* [SUPPLIED PASSAGE]
EDITOR’S NOTE: Hospitals like Gothenburg Memorial Hospital are making the switch from paper to electronic health records to help reduce human error and improve workflow efficiency. Hard copies of patient information, lab results and prescriptions can easily be misplaced or misfiled, but with electronic health records, doctors can access an entire patient record with a single click of a mouse. For increased patient care & safety, nurses are able to scan a patient’s ID wristband to learn the correct dosage and time to dispense medication, instead of looking the information up on a patient chart.
As featured in The Gothenburgtimes, published Feb. 20, 2015
Tinna Therrien has a foot in two worlds—one in information technology and the other in patient care.
Therrien, Gothenburg Memorial Hospital’s clinical informatics director and chief information officer, was hired to make the transition from paper to electronic records and design effective workflow in various departments.

* [EXERCISE PROMPT] Decide whether each statement agrees with the article on electronic health records, answering yes or no and quoting the deciding words: (a) Therrien serves as the hospital's chief information officer; (b) nurses look up medication dosage on a patient chart rather than scanning a wristband; (c) the piece appeared in 2016.

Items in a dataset

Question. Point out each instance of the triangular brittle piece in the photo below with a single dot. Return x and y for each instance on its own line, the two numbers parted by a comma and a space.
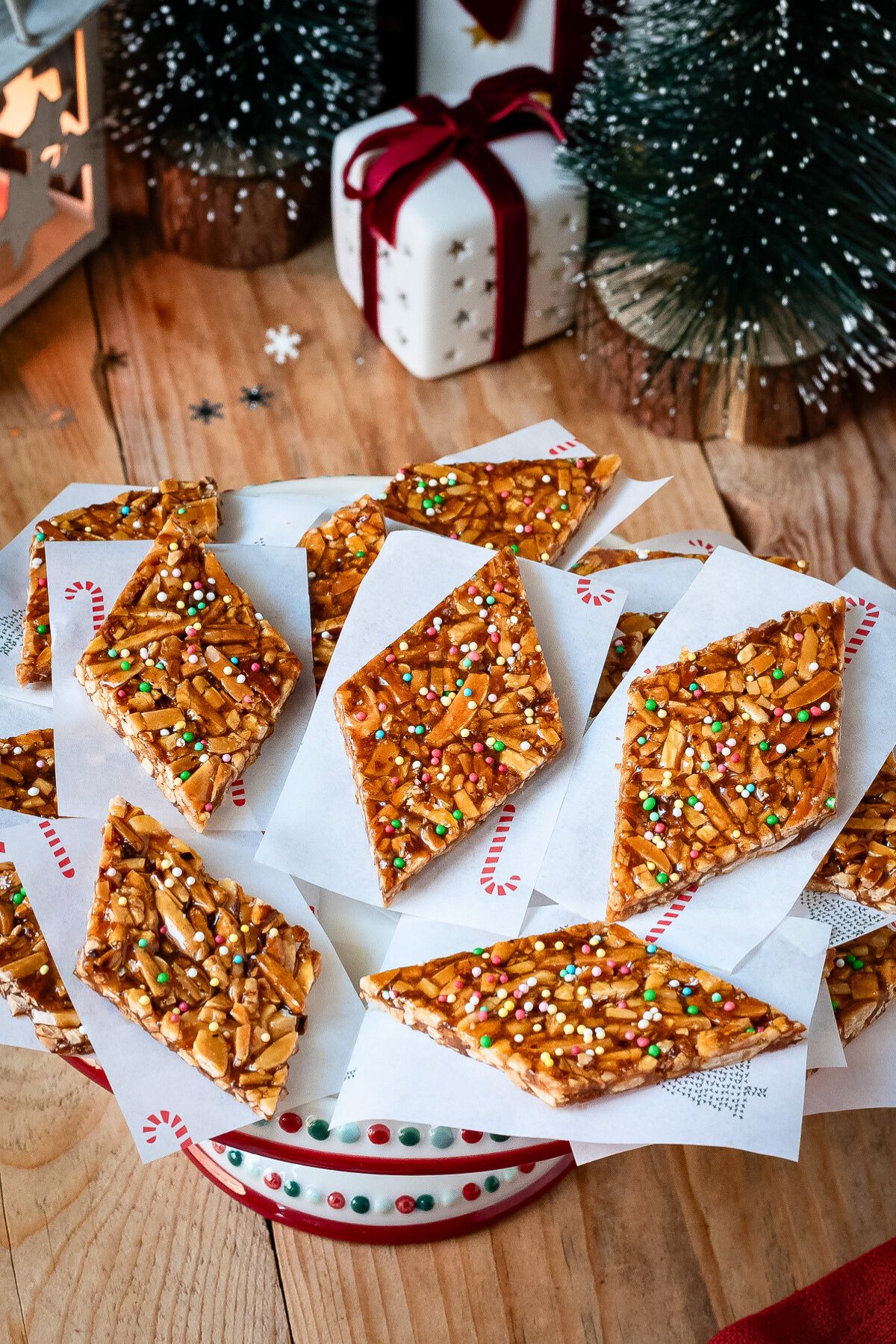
729, 753
862, 980
612, 557
129, 517
340, 553
535, 507
576, 1014
449, 721
208, 971
862, 862
188, 673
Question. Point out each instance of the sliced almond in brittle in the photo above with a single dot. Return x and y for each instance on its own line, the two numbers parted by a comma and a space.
208, 971
862, 862
862, 980
729, 753
535, 507
340, 553
129, 517
188, 673
449, 721
593, 1009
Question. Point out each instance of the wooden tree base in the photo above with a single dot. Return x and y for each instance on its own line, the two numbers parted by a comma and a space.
235, 222
689, 401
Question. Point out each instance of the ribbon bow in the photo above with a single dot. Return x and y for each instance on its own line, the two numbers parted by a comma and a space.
408, 154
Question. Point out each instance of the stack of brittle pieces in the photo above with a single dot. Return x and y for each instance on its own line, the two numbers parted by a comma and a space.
28, 979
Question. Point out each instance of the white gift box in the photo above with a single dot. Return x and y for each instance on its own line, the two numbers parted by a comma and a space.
438, 287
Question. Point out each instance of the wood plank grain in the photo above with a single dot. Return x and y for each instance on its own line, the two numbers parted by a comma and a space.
346, 403
105, 1248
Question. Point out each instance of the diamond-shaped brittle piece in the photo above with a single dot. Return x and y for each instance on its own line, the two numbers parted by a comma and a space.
862, 980
535, 507
208, 971
610, 558
28, 773
449, 721
28, 979
129, 517
626, 645
862, 862
340, 553
729, 753
576, 1014
188, 673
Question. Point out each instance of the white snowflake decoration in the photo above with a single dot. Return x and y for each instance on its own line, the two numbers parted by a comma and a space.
282, 343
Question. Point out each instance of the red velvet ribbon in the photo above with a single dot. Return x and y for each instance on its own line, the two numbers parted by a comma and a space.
408, 155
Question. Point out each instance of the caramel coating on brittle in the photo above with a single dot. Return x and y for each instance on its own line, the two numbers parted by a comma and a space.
729, 753
449, 721
188, 673
534, 507
340, 553
862, 862
129, 517
862, 980
581, 1012
208, 971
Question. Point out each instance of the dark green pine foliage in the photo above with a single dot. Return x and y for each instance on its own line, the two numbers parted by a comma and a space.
741, 163
240, 87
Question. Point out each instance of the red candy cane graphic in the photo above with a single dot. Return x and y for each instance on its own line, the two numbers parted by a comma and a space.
499, 839
97, 601
583, 589
167, 1117
66, 866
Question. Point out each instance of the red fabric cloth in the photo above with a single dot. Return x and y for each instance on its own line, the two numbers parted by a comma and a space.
856, 1304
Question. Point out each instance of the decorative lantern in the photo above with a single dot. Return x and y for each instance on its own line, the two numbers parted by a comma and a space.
53, 171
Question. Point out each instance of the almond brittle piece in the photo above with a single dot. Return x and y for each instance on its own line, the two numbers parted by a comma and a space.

* [ANSWER FOR THIS EXERCISE]
(a) Yes: "Therrien, Gothenburg Memorial Hospital’s clinical informatics director and chief information officer"
(b) No: "nurses are able to scan a patient’s ID wristband to learn the correct dosage and time to dispense medication, instead of looking the information up on a patient chart"
(c) No: "published Feb. 20, 2015"